> DIRECTIONS
All of the entries below are to be copied word for word.

> DATA IN THIS EXERCISE

══════

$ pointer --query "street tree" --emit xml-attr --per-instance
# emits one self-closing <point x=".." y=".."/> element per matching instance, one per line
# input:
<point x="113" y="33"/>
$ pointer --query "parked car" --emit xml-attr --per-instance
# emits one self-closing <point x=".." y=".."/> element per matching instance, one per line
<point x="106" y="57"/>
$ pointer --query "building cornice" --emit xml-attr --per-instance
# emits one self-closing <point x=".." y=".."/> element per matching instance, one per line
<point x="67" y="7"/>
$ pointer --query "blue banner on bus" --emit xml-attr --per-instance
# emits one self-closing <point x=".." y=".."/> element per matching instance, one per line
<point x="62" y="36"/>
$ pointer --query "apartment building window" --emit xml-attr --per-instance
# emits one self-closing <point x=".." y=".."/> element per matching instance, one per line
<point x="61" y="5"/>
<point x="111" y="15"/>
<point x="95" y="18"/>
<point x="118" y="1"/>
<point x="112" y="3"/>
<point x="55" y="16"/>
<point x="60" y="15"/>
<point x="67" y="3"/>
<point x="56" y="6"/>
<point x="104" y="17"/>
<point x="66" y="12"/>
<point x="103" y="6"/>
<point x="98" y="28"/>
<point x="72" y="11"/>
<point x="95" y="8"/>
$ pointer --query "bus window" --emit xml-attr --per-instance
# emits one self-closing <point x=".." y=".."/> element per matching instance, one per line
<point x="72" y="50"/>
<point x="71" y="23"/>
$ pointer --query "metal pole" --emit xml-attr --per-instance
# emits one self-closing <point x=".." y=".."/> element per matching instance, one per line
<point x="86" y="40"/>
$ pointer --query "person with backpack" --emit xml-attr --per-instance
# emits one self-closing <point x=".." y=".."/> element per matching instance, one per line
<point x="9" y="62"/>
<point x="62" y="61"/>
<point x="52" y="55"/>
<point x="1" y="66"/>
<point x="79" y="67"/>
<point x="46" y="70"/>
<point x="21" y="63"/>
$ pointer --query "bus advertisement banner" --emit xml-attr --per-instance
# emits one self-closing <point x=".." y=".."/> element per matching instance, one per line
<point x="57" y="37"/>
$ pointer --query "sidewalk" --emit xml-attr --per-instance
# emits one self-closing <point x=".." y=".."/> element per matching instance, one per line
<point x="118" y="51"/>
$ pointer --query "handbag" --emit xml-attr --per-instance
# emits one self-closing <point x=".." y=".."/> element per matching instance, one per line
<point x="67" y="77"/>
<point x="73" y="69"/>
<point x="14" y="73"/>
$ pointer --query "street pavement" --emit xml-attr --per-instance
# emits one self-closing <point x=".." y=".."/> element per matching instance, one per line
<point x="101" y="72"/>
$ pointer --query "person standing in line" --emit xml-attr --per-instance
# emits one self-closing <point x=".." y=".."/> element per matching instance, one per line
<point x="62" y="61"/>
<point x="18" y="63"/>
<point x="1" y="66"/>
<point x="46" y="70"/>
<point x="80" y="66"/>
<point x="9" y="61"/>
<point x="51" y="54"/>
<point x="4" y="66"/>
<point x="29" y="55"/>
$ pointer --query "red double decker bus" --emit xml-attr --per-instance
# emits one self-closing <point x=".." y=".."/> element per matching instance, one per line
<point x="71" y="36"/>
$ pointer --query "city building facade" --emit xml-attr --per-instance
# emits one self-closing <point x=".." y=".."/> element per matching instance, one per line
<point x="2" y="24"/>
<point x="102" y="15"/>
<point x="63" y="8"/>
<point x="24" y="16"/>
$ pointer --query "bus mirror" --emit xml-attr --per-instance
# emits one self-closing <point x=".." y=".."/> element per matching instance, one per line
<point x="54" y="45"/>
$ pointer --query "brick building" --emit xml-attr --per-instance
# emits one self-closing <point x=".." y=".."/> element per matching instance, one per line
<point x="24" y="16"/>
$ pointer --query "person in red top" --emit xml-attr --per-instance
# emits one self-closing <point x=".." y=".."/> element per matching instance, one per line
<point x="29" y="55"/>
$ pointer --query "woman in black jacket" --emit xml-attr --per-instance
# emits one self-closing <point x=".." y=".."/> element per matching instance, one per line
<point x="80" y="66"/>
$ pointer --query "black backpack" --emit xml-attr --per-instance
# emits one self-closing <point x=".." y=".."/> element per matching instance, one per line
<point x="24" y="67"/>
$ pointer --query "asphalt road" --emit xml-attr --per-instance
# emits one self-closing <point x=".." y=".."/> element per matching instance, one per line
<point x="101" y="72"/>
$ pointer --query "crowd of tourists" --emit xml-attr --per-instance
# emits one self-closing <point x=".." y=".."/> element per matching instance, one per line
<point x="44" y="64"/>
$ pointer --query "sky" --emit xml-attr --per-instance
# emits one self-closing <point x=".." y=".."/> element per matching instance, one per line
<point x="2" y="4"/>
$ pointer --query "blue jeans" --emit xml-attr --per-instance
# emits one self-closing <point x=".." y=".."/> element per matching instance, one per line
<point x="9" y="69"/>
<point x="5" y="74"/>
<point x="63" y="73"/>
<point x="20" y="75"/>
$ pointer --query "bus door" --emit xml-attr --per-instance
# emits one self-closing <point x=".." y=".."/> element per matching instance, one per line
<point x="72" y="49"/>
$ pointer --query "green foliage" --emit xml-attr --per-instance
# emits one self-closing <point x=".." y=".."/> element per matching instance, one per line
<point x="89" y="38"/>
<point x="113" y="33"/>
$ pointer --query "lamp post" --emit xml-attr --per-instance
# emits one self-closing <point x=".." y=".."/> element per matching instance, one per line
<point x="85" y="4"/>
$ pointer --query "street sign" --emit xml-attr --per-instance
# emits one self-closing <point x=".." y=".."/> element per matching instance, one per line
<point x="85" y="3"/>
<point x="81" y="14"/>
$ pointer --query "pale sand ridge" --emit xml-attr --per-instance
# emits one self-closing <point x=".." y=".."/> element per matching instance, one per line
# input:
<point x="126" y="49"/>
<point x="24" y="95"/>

══════

> EXERCISE OUTPUT
$ pointer --query "street tree" --emit xml-attr --per-instance
# emits one self-closing <point x=".." y=".."/> element per matching instance, one per line
# input:
<point x="113" y="33"/>
$ pointer --query "parked car" --emit xml-attr --per-instance
# emits one self-closing <point x=".." y=".."/> element per matching instance, one per line
<point x="106" y="57"/>
$ pointer --query "building cornice" --emit xml-attr --per-instance
# emits one self-closing <point x=".." y=".."/> element per matching instance, one per line
<point x="67" y="7"/>
$ pointer --query "blue banner on bus" --emit xml-attr --per-instance
# emits one self-closing <point x=".." y=".."/> element per matching instance, one per line
<point x="62" y="36"/>
$ pointer --query "apartment building window" --emit xml-attr --per-instance
# emits one self-closing <point x=".." y=".."/> element per matching instance, one per line
<point x="61" y="5"/>
<point x="111" y="15"/>
<point x="95" y="18"/>
<point x="118" y="1"/>
<point x="112" y="3"/>
<point x="55" y="16"/>
<point x="60" y="15"/>
<point x="67" y="3"/>
<point x="56" y="6"/>
<point x="104" y="17"/>
<point x="66" y="12"/>
<point x="103" y="6"/>
<point x="98" y="28"/>
<point x="72" y="11"/>
<point x="95" y="8"/>
$ pointer --query "bus window" --emit xml-attr --per-instance
# emits one self-closing <point x=".." y=".."/> element per matching instance, one per line
<point x="72" y="50"/>
<point x="71" y="23"/>
$ pointer --query "metal pole" --emit xml-attr --per-instance
# emits one self-closing <point x=".." y=".."/> element per matching instance, one per line
<point x="86" y="40"/>
$ pointer --query "person with backpack" --emit xml-attr --per-instance
# emits one self-closing <point x=".." y=".."/> element per matching instance, one per line
<point x="9" y="62"/>
<point x="62" y="61"/>
<point x="52" y="55"/>
<point x="1" y="66"/>
<point x="79" y="67"/>
<point x="46" y="70"/>
<point x="21" y="63"/>
$ pointer --query "bus advertisement banner" --emit xml-attr --per-instance
# emits one self-closing <point x=".." y=".."/> element per matching instance, one per line
<point x="57" y="37"/>
$ pointer --query "sidewalk" --emit xml-attr --per-instance
# emits one self-closing <point x=".." y=".."/> element per matching instance, one per line
<point x="118" y="51"/>
$ pointer --query "handbag" --emit xml-attr --per-instance
# emits one self-closing <point x=".." y=".."/> element per matching instance, one per line
<point x="67" y="77"/>
<point x="73" y="69"/>
<point x="14" y="73"/>
$ pointer --query "street pavement" --emit xml-attr --per-instance
# emits one self-closing <point x=".." y=".."/> element per matching instance, one per line
<point x="101" y="72"/>
$ pointer --query "person standing in line" --emit xml-attr --per-instance
# emits one self-closing <point x=".." y=".."/> element per matching instance, one per line
<point x="62" y="61"/>
<point x="18" y="63"/>
<point x="1" y="66"/>
<point x="46" y="70"/>
<point x="80" y="66"/>
<point x="9" y="61"/>
<point x="51" y="54"/>
<point x="4" y="66"/>
<point x="29" y="55"/>
$ pointer --query "red double decker bus" --emit xml-attr --per-instance
# emits one self-closing <point x=".." y=".."/> element per matching instance, one per line
<point x="71" y="36"/>
$ pointer --query "city building facade" --emit xml-attr --per-instance
# emits one self-closing <point x=".." y=".."/> element per matching instance, one per line
<point x="2" y="24"/>
<point x="102" y="15"/>
<point x="63" y="8"/>
<point x="24" y="16"/>
$ pointer --query "bus mirror" --emit xml-attr --per-instance
# emits one self-closing <point x=".." y=".."/> element per matching instance, one per line
<point x="54" y="45"/>
$ pointer --query "brick building" --emit xml-attr --per-instance
# emits one self-closing <point x=".." y=".."/> element per matching instance, one per line
<point x="24" y="16"/>
$ pointer --query "person in red top" --emit xml-attr --per-instance
# emits one self-closing <point x=".." y=".."/> element per matching instance, one per line
<point x="29" y="55"/>
$ pointer --query "woman in black jacket" --emit xml-attr --per-instance
# emits one self-closing <point x=".." y=".."/> element per matching instance, one per line
<point x="80" y="66"/>
$ pointer --query "black backpack" --emit xml-attr --per-instance
# emits one self-closing <point x=".." y=".."/> element per matching instance, one per line
<point x="24" y="67"/>
$ pointer --query "asphalt road" --emit xml-attr --per-instance
# emits one self-closing <point x=".." y=".."/> element per matching instance, one per line
<point x="101" y="72"/>
$ pointer --query "crowd of tourists" --emit xml-attr --per-instance
# emits one self-closing <point x=".." y=".."/> element per matching instance, one per line
<point x="44" y="64"/>
$ pointer --query "sky" --emit xml-attr --per-instance
# emits one self-closing <point x=".." y=".."/> element per matching instance, one per line
<point x="2" y="4"/>
$ pointer --query "blue jeans" --emit xml-attr --per-instance
# emits one self-closing <point x=".." y=".."/> element per matching instance, one per line
<point x="9" y="69"/>
<point x="5" y="74"/>
<point x="63" y="73"/>
<point x="20" y="75"/>
$ pointer --query "bus door" --emit xml-attr --per-instance
# emits one self-closing <point x=".." y=".."/> element per matching instance, one per line
<point x="72" y="49"/>
$ pointer --query "green foliage" --emit xml-attr --per-instance
# emits one self-closing <point x=".." y=".."/> element per matching instance, one per line
<point x="89" y="38"/>
<point x="113" y="33"/>
$ pointer --query "lamp post" --emit xml-attr --per-instance
# emits one self-closing <point x=".." y=".."/> element per matching instance, one per line
<point x="85" y="4"/>
$ pointer --query "street sign" --emit xml-attr --per-instance
# emits one self-closing <point x=".." y=".."/> element per matching instance, one per line
<point x="85" y="3"/>
<point x="81" y="14"/>
$ pointer --query "pale sand ridge" --emit xml-attr --per-instance
# emits one self-closing <point x=".." y=".."/> element per matching instance, one per line
# input:
<point x="126" y="49"/>
<point x="24" y="95"/>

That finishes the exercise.